### Task requirements
1 - In the thread about online hunter safety classes, for how many license years may an apprentice hunter buy the apprentice license before having to complete a hunter safety course?
2 - From the hunter safety thread, extract verbatim the part that opens with the words containing "There is another" and closes with "residents and nonresidents.".

### Provided passage
◆ ◆ ◆ ◆ ◆
# Online Hunter Safety Class



## Riva (Aug 10, 2006)

My son who attends college in Chicago called today and asked if he could invite some of his pals from school up to my hunting camp during this year's firearm season. My response was yes however; I stated that if they hunt they will have to have either the applicable MI hunting license or, an non-resident license as applicable. And, if they have never completed a hunter education course, that the State would require each have satisfactorily complete that before they could purchase any license. 

As far as my son is concerned, he completed the course 10 years ago and has hunted with me scores of times. However, a few guys have never hunted before and obviously, must complete the hunter-ed course before they can purchase a license. 

Insofar as all are attending school full-time, attending a hunter education course either in Chicago or Michigan between now and November 14 will be difficult. I have two questions:

1. Is a hunter education course taken in Illinois accepted for obtaining a hunting license in Michigan? In other words, reciprocal.

2. I notice that there is an on-line hunter education course that appears to be endorsed by the Michigan DNR. http://www.hunter-ed.com/mi/index.htm
Is this the same as taking a "live" hunter-ed course and, after completed satisfactorily, entitle the person to purchase a MI hunting license. If not, what does the course do and/or what other steps must one take in order to obtain the hunter education requirements?

BTW--just so you know, if any of these guys have never hunter before, you can rest assured that they will be hunting along side myself or one of our older members throughout their visit--just as if they were 12 years old. For their own safety and MINE!

Thanks.


----------



## wild bill (Apr 20, 2001)

yes there is an online course but they must also complete a field day course and must register for it before taking the online course.


----------



## bigcountrysg (Oct 9, 2006)

Yes if they complete the Illinois course that would be acceptable. As for the online course the above is correct. They have to register then take the online course then they have to take the written test and field applicable test in person.


----------



## Lindsey (Jan 22, 2000)

There is another option.
The new hunters can also purchase an apprentice hunting license and hunt without hunter safety training if they are accompanied by an adult. It sounds like you and your group plan to mentor the new hunters closely so this should work out okay.
http://www.michigan.gov/dnr/0,1607,7-153-10363_14518_14520-32236--,00.html#Apprentice

"Apprentice Hunting License 
A person who does not have a hunter safety certificate may purchase an apprentice hunting license. To purchase this license you must have, in your own name, a valid Michigan Driver License, state of Michigan ID card or DNR Sportcard. An apprentice hunter may purchase this license for two license years before he or she must successfully complete a hunter safety course. The apprentice hunting license is available to residents and nonresidents.
◆ ◆ ◆ ◆ ◆
### Supplied material
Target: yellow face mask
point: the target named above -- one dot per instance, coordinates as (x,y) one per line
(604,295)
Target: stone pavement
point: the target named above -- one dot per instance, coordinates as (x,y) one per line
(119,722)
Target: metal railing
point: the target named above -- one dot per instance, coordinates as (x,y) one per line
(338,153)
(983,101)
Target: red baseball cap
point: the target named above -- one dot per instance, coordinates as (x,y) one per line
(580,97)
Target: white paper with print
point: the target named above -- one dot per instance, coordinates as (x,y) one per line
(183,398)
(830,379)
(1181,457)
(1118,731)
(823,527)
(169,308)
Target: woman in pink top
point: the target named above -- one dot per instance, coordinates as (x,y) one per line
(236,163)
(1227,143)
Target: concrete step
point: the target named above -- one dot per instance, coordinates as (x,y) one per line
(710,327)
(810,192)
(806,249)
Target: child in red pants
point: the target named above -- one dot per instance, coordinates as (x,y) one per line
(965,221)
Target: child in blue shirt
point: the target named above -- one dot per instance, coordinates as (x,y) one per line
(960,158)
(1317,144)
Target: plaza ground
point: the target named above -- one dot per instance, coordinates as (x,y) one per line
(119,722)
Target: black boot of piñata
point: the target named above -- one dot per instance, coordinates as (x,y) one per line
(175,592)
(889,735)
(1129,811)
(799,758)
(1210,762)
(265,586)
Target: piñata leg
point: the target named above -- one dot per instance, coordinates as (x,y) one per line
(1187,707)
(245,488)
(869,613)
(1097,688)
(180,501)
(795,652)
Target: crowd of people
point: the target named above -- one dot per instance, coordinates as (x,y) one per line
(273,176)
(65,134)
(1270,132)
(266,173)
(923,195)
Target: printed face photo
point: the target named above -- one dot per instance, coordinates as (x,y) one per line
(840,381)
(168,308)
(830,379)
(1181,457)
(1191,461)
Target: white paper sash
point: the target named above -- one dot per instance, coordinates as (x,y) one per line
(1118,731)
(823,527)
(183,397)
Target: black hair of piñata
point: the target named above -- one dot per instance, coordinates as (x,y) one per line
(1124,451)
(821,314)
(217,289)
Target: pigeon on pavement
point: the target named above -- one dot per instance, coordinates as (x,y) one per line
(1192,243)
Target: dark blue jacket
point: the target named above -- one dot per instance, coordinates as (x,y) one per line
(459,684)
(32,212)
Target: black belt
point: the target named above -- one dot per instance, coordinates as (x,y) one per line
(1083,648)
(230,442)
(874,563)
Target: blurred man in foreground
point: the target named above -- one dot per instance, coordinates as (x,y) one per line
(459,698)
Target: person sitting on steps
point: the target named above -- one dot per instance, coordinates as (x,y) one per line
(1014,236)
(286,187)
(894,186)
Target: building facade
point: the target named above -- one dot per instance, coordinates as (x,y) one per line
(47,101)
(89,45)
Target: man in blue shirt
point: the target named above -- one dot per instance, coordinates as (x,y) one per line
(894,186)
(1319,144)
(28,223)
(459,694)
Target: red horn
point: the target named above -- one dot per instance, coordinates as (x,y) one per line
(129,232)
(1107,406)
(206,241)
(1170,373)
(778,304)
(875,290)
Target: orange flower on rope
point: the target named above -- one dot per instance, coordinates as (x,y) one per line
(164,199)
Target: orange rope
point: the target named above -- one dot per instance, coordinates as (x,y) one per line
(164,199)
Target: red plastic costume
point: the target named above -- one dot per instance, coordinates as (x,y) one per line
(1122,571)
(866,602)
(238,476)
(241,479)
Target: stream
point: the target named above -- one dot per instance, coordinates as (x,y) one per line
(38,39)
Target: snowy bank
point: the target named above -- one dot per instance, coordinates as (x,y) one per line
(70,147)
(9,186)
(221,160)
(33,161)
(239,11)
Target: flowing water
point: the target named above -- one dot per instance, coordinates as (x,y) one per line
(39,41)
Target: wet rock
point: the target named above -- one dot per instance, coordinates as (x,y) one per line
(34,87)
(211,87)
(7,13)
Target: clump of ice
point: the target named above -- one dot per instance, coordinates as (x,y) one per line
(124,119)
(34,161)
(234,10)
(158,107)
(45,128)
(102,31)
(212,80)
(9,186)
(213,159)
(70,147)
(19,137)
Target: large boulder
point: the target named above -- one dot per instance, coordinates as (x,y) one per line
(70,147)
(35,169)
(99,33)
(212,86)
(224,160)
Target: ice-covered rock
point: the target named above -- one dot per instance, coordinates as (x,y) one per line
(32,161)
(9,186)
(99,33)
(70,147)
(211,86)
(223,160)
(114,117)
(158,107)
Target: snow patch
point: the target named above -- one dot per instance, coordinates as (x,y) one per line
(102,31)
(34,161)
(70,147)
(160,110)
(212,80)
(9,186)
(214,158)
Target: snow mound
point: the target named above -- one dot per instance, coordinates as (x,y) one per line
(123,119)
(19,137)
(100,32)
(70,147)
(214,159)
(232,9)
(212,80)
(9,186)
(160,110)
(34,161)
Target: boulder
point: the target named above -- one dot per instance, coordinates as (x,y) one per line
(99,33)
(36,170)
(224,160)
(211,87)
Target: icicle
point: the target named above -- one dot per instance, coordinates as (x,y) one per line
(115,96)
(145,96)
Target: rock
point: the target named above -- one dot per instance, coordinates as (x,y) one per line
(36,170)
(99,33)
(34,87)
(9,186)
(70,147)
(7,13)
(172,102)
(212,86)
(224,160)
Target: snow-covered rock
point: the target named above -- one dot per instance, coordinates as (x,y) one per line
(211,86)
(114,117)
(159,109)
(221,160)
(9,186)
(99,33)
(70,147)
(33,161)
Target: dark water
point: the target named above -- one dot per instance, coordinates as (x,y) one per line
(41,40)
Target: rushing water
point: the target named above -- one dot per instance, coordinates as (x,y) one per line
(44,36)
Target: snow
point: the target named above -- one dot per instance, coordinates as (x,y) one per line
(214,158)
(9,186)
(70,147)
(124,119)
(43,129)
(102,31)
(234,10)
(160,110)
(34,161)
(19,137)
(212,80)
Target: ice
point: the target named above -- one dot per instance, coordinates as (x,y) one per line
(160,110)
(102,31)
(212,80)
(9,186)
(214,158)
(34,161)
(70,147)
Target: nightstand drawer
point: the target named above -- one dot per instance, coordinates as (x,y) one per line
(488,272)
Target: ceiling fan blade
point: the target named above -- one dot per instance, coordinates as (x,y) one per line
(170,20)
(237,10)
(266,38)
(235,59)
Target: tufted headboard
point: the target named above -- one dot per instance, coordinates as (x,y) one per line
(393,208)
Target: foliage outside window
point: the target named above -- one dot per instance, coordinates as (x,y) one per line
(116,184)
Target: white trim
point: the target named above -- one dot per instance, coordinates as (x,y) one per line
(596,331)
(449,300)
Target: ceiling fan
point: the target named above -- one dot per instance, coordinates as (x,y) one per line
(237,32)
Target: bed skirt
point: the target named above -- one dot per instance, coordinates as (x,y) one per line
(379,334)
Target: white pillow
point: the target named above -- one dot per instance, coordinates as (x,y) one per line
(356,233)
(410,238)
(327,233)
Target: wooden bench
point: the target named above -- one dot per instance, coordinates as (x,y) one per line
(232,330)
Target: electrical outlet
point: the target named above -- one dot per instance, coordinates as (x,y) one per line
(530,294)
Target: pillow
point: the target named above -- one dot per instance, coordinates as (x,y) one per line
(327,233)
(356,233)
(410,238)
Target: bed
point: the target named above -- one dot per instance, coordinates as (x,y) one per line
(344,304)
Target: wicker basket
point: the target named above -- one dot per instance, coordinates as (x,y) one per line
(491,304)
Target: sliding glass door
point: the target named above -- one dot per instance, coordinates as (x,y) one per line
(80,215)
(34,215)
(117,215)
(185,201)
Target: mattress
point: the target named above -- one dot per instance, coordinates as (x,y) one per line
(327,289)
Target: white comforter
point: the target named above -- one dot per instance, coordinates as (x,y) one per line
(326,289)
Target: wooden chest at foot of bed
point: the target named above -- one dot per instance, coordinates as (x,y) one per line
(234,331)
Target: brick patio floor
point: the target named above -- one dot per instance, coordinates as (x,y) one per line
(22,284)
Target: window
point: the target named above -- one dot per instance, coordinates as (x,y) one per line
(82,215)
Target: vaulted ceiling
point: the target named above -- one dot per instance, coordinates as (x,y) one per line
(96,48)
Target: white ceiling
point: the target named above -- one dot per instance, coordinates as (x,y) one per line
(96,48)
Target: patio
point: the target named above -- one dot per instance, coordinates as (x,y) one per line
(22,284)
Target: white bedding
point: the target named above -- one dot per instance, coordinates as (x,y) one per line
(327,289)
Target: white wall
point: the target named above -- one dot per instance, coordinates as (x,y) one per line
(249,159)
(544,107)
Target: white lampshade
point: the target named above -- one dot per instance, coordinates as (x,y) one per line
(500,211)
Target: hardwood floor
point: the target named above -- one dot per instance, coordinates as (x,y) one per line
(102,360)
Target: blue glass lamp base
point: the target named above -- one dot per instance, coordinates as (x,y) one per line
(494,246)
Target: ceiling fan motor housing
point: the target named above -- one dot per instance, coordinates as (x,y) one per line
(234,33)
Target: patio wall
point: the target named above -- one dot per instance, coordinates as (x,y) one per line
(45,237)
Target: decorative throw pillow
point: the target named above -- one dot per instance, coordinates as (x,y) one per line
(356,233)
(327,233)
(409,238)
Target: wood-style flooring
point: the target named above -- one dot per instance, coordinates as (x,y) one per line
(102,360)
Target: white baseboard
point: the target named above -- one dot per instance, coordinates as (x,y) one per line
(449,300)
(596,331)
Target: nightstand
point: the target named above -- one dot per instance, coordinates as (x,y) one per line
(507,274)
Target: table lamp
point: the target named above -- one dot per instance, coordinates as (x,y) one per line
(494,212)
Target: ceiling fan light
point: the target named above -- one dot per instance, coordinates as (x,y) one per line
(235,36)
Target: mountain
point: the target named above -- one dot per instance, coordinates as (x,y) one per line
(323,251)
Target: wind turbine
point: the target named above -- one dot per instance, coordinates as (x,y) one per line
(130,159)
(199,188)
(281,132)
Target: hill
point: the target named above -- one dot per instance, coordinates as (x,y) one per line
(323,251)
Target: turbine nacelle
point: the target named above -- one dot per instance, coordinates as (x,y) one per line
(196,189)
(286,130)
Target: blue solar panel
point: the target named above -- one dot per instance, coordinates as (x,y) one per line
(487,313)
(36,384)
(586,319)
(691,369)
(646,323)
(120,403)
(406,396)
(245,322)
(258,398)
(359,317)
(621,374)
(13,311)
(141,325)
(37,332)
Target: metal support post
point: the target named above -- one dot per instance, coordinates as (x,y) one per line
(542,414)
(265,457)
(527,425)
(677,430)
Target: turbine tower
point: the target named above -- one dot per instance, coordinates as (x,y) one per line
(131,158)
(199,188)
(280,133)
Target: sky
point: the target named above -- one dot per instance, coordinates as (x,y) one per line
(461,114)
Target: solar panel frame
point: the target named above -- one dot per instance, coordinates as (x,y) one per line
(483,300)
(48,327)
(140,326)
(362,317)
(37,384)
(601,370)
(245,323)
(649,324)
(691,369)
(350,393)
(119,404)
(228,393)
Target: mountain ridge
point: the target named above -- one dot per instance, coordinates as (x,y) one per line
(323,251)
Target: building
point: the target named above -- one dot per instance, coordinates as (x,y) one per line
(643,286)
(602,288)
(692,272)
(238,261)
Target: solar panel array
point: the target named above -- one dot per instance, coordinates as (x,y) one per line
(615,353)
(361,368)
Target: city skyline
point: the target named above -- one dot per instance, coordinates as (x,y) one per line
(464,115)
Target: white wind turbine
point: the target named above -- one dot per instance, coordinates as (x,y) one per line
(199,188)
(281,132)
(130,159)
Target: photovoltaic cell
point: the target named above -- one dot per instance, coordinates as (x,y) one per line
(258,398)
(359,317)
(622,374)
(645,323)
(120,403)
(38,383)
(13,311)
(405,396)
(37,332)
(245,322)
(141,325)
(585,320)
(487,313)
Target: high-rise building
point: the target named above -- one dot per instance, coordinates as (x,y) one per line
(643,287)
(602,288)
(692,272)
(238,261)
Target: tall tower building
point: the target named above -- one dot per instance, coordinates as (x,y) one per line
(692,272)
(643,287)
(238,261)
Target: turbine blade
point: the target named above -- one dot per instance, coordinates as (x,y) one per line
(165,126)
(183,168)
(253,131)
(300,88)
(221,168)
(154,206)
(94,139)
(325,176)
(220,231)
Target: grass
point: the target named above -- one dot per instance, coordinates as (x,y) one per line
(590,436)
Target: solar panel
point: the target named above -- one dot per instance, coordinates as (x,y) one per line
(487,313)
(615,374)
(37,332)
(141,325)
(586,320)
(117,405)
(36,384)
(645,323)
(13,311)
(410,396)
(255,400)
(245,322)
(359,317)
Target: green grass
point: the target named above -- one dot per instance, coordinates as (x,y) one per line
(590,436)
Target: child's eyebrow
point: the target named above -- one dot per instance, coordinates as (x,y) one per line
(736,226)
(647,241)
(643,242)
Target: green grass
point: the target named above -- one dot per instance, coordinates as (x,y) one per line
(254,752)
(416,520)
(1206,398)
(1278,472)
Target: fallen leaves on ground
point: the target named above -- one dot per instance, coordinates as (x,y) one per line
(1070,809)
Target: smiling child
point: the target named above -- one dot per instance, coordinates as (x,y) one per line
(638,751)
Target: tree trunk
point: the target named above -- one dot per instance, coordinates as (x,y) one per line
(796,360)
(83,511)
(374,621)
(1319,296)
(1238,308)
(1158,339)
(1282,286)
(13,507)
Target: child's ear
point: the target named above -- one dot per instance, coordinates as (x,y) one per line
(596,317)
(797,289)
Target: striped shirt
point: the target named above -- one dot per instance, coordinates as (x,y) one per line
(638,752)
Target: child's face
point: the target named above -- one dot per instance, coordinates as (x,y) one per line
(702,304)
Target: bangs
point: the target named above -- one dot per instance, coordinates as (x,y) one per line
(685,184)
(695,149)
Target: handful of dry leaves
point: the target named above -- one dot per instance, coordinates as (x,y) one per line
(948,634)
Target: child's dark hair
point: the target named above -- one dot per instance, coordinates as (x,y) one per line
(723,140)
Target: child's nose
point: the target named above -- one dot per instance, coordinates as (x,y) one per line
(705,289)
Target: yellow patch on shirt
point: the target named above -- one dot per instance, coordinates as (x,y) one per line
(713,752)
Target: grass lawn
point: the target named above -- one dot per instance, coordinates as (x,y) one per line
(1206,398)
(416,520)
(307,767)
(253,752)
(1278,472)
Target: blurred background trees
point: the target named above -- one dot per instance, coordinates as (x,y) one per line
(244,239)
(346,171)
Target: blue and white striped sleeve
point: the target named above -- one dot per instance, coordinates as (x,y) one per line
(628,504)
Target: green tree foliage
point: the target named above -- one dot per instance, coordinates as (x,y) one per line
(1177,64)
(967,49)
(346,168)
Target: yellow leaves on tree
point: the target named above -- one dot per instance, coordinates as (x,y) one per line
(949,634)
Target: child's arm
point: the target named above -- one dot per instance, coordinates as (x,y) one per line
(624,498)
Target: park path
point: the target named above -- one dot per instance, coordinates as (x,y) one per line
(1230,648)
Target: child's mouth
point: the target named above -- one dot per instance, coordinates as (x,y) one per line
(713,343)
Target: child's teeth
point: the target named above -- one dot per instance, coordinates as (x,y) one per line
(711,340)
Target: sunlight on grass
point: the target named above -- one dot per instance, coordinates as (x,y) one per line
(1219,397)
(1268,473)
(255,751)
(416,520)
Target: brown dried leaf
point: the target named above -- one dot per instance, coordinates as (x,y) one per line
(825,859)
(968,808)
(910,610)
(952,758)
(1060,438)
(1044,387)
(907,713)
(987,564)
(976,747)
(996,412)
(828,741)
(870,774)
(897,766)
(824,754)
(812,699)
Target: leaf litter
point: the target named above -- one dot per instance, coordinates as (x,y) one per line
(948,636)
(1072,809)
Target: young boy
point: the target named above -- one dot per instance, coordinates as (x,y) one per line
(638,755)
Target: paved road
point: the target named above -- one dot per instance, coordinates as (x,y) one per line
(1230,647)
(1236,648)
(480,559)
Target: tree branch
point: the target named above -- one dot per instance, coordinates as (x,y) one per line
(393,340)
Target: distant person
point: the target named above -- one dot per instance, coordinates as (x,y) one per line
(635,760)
◆ ◆ ◆ ◆ ◆
### The answers
1 - Two license years.

2 -
There is another option.
The new hunters can also purchase an apprentice hunting license and hunt without hunter safety training if they are accompanied by an adult. It sounds like you and your group plan to mentor the new hunters closely so this should work out okay.
http://www.michigan.gov/dnr/0,1607,7-153-10363_14518_14520-32236--,00.html#Apprentice

"Apprentice Hunting License 
A person who does not have a hunter safety certificate may purchase an apprentice hunting license. To purchase this license you must have, in your own name, a valid Michigan Driver License, state of Michigan ID card or DNR Sportcard. An apprentice hunter may purchase this license for two license years before he or she must successfully complete a hunter safety course. The apprentice hunting license is available to residents and nonresidents.